Required work — Extend the thread about the carbon hood and trunk on the 2012 Cruze Eco, picking up right after the last line shown.

Reading text —

▬▬▬

# 2012 Cruze Eco Carbon Hood & Trunk!



## crk585 (Aug 31, 2011)

Hey Cruzers, wanted to share the pics of the wifies Cruze with the carbon hood and trunk installed.
Note: also shown, a majority of the OEM hardware was retained to give it a mild factory look.


----------



## Bromezz (Sep 28, 2011)

Vinyl wrap? 

It looks clean and sharp, but IMO it's a little too shiny/flashy for the grey paint. The hood looks really good, though.


----------



## CHEVYCRUZE RS (Mar 29, 2011)

real carbon or vinyl ....


----------



## boats4life (May 28, 2011)

CHEVYCRUZE RS said:


> real carbon or vinyl ....


It's real, vinyl wouldn't have that gloss.


----------



## shawn672 (Oct 31, 2010)

boats4life said:


> It's real, vinyl wouldn't have that gloss.


yeah it looks real, and it looks great! nice pics man


----------



## Skilz10179 (Mar 22, 2011)

More pics of wifie please.


----------



## Skilz10179 (Mar 22, 2011)

Oh yeah, did you happen to compare the weights of the factory parts vs. the c/f parts?


----------



## Cruz3r (Jul 13, 2011)

i like the hood but not the trunk...oh yeah your wife is nice too haha. Where did u get the hood from?


----------



## shawn672 (Oct 31, 2010)

Skilz10179 said:


> More pics of wifie please.


:sigh::sigh:


----------



## got_boost (Sep 29, 2011)

Where did you find cf hood and trunk at??


----------



## shawn672 (Oct 31, 2010)

got_boost said:


> where did you find cf hood and trunk at??


Siebon


----------



## Skilz10179 (Mar 22, 2011)

got_boost said:


> Where did you find cf hood and trunk at??





shawn672 said:


> Siebon


The trunk might be Seibon but the hood has a VIS badge on the underside. 

Link to Seibon goodies...

SEIBON :: Products :: CRUZE


----------



## shawn672 (Oct 31, 2010)

Skilz10179 said:


> The trunk might be Seibon but the hood has a VIS badge on the underside.
> 
> Link to Seibon goodies...

▬▬▬

Available data —

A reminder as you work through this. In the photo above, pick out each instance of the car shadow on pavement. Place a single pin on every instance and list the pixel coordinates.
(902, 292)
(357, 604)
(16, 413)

▬▬▬

Reply to the task —
> 
> SEIBON :: Products :: CRUZE


lol my post originally said VIS but then I remembered they didnt make a trunk so i tried to add "Seibon" but instead over-wrote it


----------



## TravsCruze (Aug 4, 2011)

please tell me you weighed these against the the OEMs.

BTW all 3 looks great!! 

On that hood, how is the bottom of that done? Did they use an OEM steel support and then overlay it with CF? can you take some close up pics of the lip where it rolls from whats visable to the underside of the hood?


----------



## shawn672 (Oct 31, 2010)

I just realized this is the guy who started this thread:
http://www.cruzetalk.com/forum/11-a...er-trunk-deck-lid-group-buy-r-d-petition.html

So I assume VIS is finally making a trunk.. woot!


----------



## perlionex (Mar 10, 2011)

The quality and fitment of both the hood and trunk look very good. It actually blends in fairly well with your silver Cruze as well.


----------



## Big Tom (Mar 8, 2011)

Pics of Wife's sister too please.


----------



## BucaMan (Mar 22, 2011)

Big Tom said:


> Pics of Wife's sister too please.


LOL! Can't take you guys anywhere.

Not sure how I like this on a silver car. But extra points for havin' the wontons to do something cool like this!


----------



## crk585 (Aug 31, 2011)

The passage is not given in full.